▽
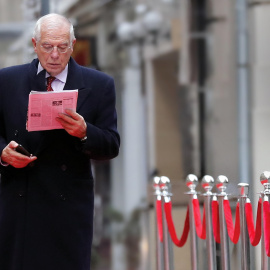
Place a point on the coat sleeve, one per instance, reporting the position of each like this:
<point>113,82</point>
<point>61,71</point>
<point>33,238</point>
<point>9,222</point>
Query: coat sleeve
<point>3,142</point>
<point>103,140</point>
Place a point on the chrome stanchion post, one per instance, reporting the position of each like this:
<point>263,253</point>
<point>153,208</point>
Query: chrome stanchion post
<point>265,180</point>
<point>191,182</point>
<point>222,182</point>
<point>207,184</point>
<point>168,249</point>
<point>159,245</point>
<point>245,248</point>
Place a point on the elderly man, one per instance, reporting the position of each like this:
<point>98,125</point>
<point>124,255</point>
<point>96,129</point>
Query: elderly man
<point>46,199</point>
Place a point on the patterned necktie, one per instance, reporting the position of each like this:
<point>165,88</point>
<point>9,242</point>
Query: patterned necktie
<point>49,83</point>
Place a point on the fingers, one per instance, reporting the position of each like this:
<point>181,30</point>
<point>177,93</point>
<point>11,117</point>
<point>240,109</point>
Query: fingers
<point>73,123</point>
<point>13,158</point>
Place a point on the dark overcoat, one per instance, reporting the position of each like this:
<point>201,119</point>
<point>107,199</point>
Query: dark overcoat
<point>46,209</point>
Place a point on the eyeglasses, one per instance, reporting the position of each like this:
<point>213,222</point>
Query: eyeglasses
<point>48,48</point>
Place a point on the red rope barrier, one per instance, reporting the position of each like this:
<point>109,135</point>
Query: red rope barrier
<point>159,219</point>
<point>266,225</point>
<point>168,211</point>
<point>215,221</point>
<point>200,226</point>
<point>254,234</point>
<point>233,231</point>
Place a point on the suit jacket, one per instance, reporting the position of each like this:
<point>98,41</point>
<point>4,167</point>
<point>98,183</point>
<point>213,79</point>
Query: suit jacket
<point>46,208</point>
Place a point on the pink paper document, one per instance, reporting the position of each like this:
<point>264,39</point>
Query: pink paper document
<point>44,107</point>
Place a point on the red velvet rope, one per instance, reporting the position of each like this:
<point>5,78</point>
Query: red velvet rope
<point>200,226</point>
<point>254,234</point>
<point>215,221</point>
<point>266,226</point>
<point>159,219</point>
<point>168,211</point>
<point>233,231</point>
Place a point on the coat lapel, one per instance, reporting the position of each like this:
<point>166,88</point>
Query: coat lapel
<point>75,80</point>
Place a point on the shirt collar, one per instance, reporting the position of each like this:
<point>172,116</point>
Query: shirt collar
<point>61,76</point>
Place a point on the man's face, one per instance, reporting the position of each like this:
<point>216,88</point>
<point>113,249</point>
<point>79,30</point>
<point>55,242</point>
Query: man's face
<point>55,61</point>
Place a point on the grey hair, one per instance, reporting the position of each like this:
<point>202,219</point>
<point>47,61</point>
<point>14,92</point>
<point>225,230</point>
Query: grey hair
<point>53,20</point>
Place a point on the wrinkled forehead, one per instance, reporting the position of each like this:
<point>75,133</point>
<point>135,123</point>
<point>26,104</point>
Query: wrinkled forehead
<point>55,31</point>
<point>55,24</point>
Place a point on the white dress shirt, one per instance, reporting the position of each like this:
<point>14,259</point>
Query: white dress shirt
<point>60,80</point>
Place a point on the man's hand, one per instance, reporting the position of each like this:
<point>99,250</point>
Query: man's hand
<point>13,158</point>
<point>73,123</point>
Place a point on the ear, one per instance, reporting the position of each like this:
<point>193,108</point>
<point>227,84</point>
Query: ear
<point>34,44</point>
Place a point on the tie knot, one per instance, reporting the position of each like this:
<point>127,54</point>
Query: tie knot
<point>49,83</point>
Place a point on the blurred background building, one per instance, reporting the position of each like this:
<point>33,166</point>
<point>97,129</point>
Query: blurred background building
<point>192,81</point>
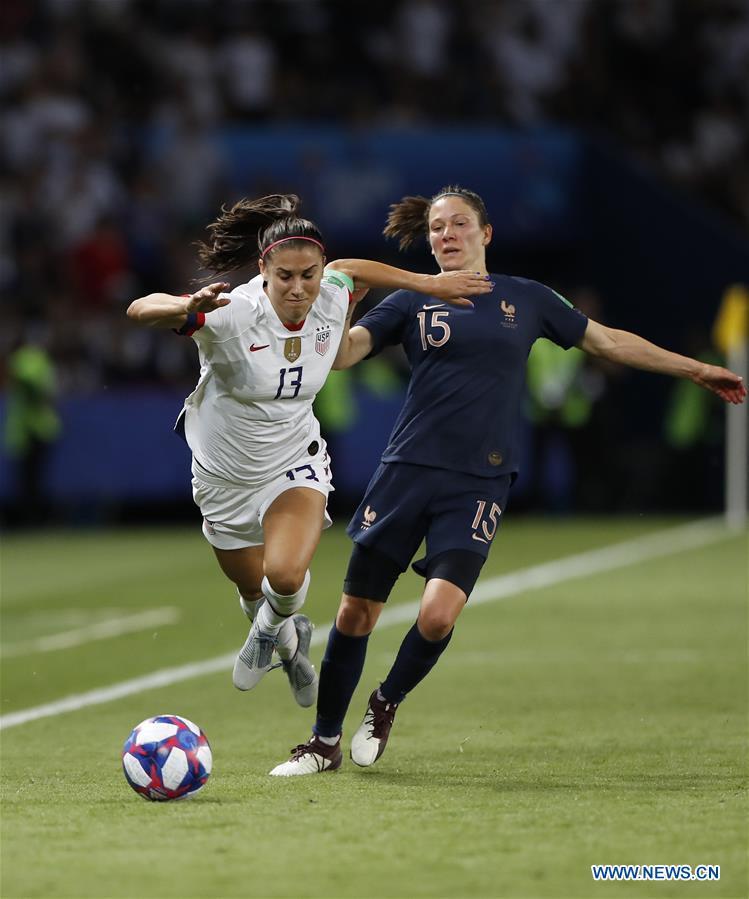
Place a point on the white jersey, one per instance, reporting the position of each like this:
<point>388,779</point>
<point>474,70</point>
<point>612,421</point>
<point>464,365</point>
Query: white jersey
△
#### SET TASK
Return, unchanged, the lines of the material above from the line with "Place a point on the ear, one" to the line with "<point>192,81</point>", including both of those lines.

#### REPLY
Place a point on the ear, one per instance, reporting the position of each like this:
<point>193,108</point>
<point>227,84</point>
Query: ear
<point>34,44</point>
Place a point on the tie knot, one per instance, reporting the position of each like this:
<point>127,54</point>
Query: tie knot
<point>49,83</point>
Place a point on the blurred background building, one per instance, reporting the position of each like this:
<point>33,166</point>
<point>97,129</point>
Query: blurred background building
<point>192,81</point>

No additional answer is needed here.